• Stated exercise: In the eye image synthesis text, when does the Discriminator in the conditional BiGAN predict 1?

• Extracted text:

A Hierarchical Generative Model for Eye Image Synthesis and Eye Gaze Estimation

Super Short Introduction

  • Paper Link
  • Novelty of the paper is the dual ability to estimate gaze from image and generate image given gaze and geometric inputs. They introduce an intermediate state of image shape. Image shape ( representation of eye using discrete dots) is generated from input Image using c-BiGAN which is a GAN and is therefore learnt using data driven approach. HGSM is used to predict Gaze from the image shape. It uses the geometric knowledge of eye and it’s methodology is based on the standard 3D model of the eye.

An Overview of the Methodology

Definitions:

  • Eye shape: A visual representation of eye made using discrete points. In this representation, when compared with input image, texture and other appearance based effects are removed. Eye shape contains purely geometric information and therefore is analytically and faithfully generated given the gaze and person specific parameters.
  • ECS: Eye co-ordinate system
  • CCS: Camera co-ordinate system. Note that head pose {R,e} is the rotation and translation matrix in ECS which converts to points to CCS.
Eye shape (Credits: https://ieeexplore.ieee.org/document/8578151).

HGSM

As noted above, Eye shape contains purely geometric information. HGSM uses the standard 3D eye model. After taking kappa and eye radius as input, 3D eye is generated. It is then projected onto the 2D plane to generate the eye shape. Following are the various steps involved for the generation of eye shape from gaze and person specific geometric parameters:

  • Kappa (\(\theta_k,\phi_k\)) and eye radius (\(r_o\)) is sampled from their respective priors.
  • Visual axis and Optical axis are drawn (having angle kappa between them)
  • Pupil center is drawn in ECS using above parameters. Head pose is used to get pupil center IN CCS.
  • Using a linear model with noise allowing shape variations, iris and eyelid contour co-ordinates are obtained in ECS. Gaze is the dependant variable here. Similar to pupil center, convert them into CCS using head pose.
  • Finally, using camera projection matrix W, get their co-ordinates on image frame. this gives us the eye Shape.

Conditional BiGAN

This is inspired by conditional-GAN and bidirectional-GAN. Generator (G) takes eye shape and a random vector as input and generates the eye image. Another component Encoder (E) takes in the eye image and generates the eye shape. Finally, Discriminator (D) takes in eye shape and eye image as input and predicts 1 when both of them are consistent with each other.

Conditional BiGAN (Credits: https://ieeexplore.ieee.org/document/8578151).

• Information supplied:
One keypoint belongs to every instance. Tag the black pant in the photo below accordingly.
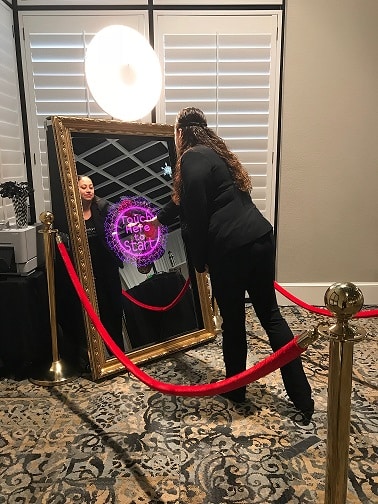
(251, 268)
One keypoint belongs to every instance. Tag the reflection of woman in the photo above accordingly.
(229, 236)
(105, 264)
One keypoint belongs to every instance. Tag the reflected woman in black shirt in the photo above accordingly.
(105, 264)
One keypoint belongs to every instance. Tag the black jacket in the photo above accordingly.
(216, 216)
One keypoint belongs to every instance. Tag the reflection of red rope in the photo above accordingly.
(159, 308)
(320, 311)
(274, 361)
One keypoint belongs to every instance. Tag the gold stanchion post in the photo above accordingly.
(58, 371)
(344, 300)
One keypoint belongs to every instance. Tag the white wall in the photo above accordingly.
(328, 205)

* * *

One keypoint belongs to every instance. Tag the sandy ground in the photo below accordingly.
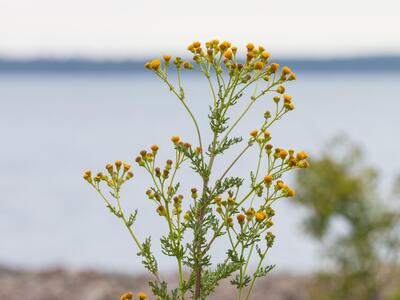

...

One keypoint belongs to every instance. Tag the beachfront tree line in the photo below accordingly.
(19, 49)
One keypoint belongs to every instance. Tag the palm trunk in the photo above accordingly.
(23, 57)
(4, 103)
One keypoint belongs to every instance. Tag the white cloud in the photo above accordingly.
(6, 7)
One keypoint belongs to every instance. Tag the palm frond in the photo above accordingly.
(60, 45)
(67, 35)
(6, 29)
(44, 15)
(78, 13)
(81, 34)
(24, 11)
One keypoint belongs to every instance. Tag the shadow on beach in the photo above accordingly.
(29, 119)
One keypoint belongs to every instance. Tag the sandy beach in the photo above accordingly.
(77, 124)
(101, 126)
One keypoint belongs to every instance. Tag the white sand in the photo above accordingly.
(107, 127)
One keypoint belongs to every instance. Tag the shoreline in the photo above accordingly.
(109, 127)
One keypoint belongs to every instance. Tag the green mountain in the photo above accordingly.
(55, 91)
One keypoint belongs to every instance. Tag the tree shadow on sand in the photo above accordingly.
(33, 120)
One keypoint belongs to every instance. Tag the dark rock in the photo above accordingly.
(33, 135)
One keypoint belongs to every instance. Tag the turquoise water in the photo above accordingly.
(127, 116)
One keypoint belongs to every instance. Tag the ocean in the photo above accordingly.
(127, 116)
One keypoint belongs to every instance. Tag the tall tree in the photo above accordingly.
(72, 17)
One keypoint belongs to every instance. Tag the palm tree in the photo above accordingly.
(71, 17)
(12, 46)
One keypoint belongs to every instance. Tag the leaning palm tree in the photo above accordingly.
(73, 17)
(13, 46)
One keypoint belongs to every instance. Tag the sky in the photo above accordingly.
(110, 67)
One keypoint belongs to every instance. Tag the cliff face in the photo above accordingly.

• The reply: It predicts 1 when the eye shape and eye image it takes as input are consistent with each other.